Texte choisi ->
Le véritable risque se trouve du côté des pacemakers et des défibrillateurs
«S’il y a un risque, je le vois plutôt dans la télémédecine», confie le docteur Burri. En effet, pacemakers et défibrillateurs communiquent aujourd’hui de leur propre chef avec les médecins. Ils recueillent en permanence des données qu’ils transmettent, quand le patient est chez lui à une station (imaginez une sorte de modem) qui, elle-même les envoie sur les serveurs du fabricant du dispositif. A distance, depuis son bureau, le cardiologue peut consulter ces données, après un trouble du rythme cardiaque par exemple, et déterminer si une visite à l’hôpital est nécessaire.

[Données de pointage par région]
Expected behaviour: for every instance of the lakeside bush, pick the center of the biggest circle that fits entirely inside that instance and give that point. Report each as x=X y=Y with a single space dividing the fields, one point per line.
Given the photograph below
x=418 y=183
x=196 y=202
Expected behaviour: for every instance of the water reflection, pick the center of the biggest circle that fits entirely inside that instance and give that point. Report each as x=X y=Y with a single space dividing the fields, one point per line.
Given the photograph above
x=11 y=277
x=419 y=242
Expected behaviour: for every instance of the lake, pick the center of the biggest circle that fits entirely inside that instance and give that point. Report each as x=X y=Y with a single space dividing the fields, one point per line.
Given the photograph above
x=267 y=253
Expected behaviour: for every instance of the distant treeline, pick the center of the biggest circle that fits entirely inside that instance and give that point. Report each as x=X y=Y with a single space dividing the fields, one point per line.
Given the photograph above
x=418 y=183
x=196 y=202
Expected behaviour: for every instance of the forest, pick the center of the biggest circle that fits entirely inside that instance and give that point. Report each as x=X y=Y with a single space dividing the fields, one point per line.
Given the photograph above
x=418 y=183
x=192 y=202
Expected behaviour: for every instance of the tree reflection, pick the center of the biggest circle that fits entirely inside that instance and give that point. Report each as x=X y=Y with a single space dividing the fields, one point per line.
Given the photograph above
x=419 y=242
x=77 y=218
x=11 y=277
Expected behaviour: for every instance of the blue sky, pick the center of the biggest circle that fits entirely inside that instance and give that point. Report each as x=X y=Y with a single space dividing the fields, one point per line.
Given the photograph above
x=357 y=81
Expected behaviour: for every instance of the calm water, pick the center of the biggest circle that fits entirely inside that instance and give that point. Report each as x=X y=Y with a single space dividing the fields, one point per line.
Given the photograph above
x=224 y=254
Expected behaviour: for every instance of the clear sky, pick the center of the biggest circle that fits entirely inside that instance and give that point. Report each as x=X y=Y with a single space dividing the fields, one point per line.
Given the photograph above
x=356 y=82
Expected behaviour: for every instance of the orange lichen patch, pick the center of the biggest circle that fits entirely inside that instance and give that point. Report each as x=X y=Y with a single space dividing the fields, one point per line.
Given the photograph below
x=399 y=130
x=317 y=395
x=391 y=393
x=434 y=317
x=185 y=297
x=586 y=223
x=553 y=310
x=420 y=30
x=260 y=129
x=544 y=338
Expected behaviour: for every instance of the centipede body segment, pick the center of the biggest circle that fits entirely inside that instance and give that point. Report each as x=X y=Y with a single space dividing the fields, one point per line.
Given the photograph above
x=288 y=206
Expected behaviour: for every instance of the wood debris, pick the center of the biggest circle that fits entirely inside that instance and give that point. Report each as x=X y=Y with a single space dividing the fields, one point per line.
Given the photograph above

Votre objectif -> D'après le texte choisi, dans quel domaine le docteur Burri voit-il plutôt le risque ?

Résultat -> Dans la télémédecine.